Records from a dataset
>>>

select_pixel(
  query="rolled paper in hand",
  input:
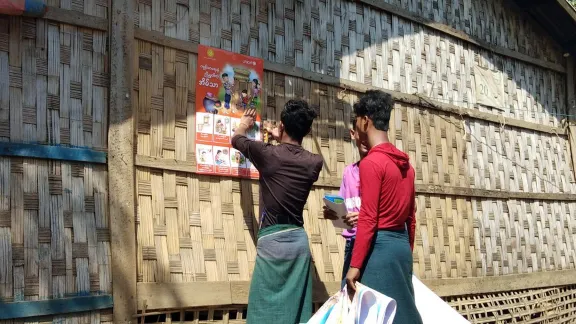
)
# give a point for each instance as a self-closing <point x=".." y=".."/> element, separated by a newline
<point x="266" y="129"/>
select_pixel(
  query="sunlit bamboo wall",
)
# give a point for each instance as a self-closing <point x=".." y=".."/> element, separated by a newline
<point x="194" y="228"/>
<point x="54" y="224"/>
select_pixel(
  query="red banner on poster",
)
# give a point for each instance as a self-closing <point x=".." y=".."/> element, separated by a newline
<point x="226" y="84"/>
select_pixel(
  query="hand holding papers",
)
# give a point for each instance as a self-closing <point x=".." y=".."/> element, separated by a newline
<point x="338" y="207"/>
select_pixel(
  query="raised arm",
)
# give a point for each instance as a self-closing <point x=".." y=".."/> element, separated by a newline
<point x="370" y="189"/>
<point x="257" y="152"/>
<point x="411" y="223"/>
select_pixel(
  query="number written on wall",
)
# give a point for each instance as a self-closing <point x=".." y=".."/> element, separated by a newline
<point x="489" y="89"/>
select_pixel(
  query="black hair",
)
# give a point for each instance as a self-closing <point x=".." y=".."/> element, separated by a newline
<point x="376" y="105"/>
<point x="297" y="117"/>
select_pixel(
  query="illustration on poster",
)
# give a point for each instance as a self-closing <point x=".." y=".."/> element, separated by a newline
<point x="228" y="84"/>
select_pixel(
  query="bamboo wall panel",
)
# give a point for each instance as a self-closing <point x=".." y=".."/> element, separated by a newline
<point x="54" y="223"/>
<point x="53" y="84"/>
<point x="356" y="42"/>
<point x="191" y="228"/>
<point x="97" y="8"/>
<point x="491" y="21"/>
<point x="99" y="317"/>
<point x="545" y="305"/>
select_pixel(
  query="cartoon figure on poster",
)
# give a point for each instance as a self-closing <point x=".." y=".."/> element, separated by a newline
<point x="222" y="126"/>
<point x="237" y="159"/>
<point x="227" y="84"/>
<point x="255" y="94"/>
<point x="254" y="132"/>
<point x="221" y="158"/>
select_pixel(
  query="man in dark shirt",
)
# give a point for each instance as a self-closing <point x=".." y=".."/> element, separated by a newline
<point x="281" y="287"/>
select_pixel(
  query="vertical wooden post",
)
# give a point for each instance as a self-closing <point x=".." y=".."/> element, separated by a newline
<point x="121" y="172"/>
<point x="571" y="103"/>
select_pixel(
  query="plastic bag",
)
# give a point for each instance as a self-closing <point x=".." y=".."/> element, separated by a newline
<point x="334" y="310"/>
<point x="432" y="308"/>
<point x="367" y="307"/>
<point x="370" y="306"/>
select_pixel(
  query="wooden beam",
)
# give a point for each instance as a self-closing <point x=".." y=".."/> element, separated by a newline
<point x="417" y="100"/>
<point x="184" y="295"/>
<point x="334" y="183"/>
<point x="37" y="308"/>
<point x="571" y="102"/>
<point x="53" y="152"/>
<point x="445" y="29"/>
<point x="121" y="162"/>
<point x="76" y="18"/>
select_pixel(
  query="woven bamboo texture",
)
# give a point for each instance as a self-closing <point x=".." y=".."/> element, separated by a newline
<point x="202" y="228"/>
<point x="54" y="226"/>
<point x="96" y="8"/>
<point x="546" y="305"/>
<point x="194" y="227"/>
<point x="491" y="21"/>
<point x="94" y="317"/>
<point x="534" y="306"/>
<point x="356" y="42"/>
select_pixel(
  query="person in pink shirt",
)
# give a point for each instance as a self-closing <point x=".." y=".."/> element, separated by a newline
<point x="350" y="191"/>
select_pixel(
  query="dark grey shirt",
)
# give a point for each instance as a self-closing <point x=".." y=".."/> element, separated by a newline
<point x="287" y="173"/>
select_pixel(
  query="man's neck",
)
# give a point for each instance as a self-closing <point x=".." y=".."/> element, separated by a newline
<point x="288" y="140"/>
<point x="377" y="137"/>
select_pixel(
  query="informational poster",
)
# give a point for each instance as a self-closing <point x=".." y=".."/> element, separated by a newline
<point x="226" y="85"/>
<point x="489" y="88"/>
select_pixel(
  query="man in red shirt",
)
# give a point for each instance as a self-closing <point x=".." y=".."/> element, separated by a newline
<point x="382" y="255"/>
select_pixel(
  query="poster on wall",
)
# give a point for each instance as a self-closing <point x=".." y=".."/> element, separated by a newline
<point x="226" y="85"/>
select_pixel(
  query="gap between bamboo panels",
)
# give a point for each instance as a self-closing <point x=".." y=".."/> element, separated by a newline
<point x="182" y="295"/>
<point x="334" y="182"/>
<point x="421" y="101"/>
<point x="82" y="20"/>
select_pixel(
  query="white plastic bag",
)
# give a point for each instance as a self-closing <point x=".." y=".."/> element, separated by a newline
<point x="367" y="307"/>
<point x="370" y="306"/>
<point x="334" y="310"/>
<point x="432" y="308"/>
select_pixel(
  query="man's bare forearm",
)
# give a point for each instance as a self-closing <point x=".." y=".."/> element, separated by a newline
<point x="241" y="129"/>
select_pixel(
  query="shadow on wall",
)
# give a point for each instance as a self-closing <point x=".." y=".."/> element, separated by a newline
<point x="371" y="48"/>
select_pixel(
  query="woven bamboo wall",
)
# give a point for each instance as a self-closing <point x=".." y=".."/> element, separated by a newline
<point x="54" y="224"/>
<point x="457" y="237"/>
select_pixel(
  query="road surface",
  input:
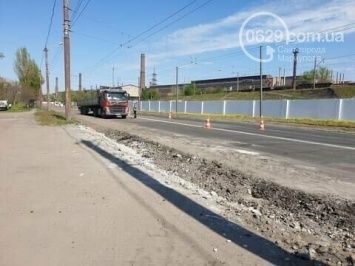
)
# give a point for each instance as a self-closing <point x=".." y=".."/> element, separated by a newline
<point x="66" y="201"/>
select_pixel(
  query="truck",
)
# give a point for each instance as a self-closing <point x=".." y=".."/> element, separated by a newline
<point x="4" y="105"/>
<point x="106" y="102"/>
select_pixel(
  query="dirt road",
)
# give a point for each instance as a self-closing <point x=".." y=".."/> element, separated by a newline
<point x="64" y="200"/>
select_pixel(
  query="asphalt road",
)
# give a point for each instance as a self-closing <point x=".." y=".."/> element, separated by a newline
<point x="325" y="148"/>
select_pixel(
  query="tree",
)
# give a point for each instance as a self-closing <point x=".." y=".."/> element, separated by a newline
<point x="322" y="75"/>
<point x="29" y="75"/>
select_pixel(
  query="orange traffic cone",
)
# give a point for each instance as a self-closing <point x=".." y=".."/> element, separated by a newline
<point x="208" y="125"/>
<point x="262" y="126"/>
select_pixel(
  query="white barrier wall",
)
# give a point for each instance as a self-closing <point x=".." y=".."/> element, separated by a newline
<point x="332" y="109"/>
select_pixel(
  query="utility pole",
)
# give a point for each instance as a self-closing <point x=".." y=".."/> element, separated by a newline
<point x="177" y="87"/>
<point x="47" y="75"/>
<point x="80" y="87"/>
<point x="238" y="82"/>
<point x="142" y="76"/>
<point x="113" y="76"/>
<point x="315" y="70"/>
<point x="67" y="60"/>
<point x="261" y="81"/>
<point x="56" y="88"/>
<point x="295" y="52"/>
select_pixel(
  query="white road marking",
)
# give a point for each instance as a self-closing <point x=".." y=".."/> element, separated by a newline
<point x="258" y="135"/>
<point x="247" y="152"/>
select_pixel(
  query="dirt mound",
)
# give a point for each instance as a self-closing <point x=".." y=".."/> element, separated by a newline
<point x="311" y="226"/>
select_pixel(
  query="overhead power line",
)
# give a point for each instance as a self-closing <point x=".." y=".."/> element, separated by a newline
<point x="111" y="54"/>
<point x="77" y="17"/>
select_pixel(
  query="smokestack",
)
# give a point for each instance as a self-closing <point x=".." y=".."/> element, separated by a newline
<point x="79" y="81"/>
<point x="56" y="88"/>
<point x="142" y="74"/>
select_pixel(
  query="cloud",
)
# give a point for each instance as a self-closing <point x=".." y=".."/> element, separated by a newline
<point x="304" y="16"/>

<<<
>>>

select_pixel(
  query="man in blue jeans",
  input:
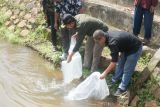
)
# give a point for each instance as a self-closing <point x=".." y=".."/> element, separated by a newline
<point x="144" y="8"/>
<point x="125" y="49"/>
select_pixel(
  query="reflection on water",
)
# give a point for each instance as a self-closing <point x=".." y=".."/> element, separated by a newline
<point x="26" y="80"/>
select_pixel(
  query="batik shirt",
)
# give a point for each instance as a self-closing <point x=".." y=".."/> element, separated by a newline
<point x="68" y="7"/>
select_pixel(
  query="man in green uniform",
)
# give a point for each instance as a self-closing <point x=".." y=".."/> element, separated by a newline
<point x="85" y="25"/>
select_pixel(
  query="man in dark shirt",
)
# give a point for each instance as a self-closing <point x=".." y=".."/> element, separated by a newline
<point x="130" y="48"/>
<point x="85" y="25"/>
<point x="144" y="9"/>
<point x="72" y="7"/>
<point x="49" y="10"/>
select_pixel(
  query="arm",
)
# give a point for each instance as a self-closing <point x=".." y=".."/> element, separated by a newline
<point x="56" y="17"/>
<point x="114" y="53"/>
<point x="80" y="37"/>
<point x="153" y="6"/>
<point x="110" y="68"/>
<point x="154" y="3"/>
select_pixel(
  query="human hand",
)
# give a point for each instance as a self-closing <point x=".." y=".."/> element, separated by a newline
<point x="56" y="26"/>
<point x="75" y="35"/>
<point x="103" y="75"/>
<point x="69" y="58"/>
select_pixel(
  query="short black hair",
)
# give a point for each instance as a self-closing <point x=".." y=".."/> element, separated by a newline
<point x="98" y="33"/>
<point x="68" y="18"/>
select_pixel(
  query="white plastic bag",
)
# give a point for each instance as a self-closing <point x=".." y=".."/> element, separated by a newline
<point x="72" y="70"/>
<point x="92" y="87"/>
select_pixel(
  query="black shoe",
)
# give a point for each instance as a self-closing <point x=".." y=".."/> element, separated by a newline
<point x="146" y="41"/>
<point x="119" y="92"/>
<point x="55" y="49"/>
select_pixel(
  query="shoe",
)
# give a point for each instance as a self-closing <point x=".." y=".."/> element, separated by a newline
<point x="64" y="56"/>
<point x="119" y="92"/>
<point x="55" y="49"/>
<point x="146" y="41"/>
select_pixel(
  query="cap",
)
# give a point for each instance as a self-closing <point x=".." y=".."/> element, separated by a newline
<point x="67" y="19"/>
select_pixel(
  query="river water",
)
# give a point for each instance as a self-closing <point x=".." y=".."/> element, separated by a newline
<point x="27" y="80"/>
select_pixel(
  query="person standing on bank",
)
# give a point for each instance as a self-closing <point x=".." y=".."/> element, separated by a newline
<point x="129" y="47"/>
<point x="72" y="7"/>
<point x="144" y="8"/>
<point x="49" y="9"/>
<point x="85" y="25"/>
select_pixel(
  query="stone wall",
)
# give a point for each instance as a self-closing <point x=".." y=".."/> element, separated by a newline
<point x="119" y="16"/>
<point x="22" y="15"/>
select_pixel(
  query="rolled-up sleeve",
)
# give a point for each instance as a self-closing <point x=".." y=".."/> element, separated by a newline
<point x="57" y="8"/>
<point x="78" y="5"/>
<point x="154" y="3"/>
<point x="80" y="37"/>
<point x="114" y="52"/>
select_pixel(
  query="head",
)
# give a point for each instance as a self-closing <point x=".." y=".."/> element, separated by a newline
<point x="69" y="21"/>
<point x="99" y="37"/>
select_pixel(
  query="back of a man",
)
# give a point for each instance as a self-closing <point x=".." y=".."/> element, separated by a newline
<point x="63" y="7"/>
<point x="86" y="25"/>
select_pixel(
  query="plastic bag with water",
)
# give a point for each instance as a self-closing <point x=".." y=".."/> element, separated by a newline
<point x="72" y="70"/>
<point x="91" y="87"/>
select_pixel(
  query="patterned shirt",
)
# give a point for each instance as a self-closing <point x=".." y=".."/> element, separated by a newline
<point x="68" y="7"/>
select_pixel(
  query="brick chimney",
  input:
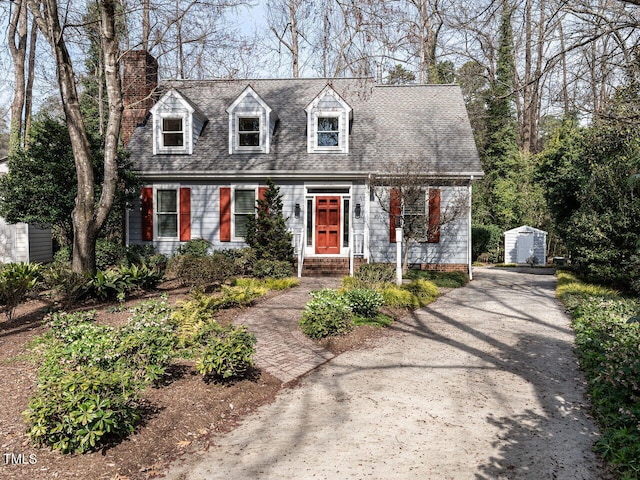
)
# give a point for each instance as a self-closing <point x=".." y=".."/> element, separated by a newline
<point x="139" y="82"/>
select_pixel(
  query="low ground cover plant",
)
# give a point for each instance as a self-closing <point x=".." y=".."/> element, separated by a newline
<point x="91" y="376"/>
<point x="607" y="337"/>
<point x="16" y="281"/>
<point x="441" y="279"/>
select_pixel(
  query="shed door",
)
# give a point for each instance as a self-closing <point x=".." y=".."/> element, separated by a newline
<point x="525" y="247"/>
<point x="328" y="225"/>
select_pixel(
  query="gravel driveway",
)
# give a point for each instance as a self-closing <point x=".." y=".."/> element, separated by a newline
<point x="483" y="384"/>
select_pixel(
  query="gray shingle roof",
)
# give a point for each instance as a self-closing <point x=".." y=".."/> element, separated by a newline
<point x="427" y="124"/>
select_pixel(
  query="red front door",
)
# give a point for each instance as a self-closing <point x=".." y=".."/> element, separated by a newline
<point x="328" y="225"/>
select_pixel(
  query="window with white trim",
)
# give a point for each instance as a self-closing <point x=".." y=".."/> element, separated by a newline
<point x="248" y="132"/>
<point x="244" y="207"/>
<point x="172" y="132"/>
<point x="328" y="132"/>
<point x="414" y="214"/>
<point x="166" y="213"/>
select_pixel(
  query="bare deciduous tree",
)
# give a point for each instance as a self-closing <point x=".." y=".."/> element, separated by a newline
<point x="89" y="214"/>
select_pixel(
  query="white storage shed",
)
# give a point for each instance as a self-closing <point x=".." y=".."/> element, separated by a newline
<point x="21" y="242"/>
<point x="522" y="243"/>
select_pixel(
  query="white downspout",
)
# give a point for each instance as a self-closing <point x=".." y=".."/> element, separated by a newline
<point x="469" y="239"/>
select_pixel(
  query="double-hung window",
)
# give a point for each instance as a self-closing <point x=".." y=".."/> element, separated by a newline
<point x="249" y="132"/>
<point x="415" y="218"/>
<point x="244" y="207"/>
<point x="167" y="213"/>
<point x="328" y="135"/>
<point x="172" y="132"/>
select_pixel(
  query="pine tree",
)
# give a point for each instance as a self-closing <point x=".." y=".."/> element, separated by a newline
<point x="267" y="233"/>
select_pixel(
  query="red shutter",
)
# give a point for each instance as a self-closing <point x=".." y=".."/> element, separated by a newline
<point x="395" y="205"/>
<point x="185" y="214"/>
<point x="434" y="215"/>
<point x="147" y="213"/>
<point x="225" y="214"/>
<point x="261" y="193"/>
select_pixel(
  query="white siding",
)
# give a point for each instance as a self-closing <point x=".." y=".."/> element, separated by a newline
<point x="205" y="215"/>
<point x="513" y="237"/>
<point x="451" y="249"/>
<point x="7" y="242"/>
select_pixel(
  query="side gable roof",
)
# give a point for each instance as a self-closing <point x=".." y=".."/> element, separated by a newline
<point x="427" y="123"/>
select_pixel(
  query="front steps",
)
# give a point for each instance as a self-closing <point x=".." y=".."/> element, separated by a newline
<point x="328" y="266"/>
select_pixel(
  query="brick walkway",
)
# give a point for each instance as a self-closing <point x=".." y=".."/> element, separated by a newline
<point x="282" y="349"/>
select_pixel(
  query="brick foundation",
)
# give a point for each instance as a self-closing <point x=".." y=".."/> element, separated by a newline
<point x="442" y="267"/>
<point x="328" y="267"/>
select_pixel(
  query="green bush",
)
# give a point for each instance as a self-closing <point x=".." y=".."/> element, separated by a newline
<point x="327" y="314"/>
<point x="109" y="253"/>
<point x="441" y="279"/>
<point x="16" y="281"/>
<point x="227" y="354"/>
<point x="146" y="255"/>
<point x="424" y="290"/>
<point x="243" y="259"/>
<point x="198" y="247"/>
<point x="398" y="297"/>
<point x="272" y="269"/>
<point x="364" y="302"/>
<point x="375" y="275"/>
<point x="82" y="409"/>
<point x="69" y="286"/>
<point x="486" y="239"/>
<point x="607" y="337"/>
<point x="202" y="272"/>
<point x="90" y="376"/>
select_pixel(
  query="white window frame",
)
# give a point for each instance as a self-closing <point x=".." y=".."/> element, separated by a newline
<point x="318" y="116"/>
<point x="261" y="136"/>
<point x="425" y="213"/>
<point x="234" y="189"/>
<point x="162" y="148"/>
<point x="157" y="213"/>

<<<
>>>

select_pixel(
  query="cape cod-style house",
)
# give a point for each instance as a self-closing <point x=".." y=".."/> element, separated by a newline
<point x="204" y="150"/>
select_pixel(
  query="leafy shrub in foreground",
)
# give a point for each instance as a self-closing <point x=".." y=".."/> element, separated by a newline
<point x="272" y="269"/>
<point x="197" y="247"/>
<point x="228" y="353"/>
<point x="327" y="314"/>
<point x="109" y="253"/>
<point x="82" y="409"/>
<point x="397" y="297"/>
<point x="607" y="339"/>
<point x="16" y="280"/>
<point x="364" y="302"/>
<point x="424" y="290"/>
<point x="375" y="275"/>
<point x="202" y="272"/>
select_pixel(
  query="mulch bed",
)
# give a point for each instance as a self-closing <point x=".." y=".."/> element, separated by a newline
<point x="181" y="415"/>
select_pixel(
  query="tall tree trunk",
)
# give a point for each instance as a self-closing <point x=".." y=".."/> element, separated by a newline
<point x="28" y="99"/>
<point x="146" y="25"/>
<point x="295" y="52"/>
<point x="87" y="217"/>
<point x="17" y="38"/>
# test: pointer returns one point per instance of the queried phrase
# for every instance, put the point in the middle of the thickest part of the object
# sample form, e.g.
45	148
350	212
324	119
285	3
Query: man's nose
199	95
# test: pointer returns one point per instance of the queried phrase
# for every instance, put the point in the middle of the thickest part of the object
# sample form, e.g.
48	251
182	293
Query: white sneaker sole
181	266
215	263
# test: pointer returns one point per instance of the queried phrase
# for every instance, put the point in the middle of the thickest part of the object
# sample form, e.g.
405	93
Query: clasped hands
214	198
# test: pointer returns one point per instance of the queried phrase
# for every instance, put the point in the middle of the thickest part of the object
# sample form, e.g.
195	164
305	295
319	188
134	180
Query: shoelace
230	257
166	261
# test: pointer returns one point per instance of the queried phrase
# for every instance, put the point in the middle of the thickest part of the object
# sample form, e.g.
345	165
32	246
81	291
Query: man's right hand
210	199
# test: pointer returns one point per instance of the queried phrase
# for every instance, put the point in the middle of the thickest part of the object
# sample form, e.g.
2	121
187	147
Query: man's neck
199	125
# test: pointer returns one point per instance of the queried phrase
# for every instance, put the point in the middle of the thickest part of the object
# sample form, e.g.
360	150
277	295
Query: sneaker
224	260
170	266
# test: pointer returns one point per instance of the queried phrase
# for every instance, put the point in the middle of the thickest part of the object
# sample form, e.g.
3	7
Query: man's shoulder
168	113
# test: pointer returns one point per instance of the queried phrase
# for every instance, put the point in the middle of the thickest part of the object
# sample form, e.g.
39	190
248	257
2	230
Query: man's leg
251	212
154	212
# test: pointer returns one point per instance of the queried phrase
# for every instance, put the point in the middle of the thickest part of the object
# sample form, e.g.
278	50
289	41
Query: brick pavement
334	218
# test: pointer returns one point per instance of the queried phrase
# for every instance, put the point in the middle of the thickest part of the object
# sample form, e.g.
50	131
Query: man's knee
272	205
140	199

<<<

Requirement =>
Count the lines in the records that contain the word "with" and give only that number.

Exercise answer =>
2